[[ RECORD EXTRACTS open ]]
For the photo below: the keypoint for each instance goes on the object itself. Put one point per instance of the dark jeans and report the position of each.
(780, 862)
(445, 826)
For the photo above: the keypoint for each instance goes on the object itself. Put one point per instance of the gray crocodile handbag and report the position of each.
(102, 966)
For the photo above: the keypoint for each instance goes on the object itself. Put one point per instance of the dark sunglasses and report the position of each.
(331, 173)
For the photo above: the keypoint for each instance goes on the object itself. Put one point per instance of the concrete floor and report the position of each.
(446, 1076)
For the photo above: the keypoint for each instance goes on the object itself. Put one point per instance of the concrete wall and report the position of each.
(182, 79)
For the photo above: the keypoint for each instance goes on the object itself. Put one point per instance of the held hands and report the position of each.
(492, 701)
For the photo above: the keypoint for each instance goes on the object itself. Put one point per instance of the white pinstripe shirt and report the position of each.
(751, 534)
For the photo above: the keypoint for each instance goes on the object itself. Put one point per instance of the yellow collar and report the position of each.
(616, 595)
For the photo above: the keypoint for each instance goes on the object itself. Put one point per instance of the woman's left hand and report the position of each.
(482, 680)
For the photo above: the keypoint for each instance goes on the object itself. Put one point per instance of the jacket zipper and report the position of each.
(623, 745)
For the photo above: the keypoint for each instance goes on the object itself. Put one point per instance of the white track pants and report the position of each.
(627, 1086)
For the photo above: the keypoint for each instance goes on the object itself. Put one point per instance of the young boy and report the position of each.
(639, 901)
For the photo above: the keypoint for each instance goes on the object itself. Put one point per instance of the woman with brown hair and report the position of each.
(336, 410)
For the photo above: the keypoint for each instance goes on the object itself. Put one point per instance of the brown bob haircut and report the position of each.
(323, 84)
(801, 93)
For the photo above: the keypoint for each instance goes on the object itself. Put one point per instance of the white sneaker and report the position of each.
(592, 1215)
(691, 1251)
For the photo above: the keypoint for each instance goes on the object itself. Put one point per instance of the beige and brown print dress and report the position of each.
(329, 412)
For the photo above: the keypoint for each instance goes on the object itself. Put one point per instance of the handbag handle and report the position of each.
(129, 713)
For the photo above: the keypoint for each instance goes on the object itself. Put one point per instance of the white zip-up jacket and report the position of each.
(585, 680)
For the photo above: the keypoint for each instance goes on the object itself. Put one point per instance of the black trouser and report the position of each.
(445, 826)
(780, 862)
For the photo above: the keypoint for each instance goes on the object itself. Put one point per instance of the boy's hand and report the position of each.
[[ RECORD EXTRACTS closed ]]
## WHAT YOU SHOULD DO
There is a line above that contains "trouser and report the position of each.". Copy it and all later lines through the last, exactly, and leave out the rest.

## RESPONSE
For the photo above: the keypoint for each instance goes on the object itself. Put one point per instance of the black trouser and report the position of each.
(445, 826)
(780, 862)
For the photo above: the keypoint for each instance goes on the object itself. Put one point per instance of the boy's hand and report the position of each.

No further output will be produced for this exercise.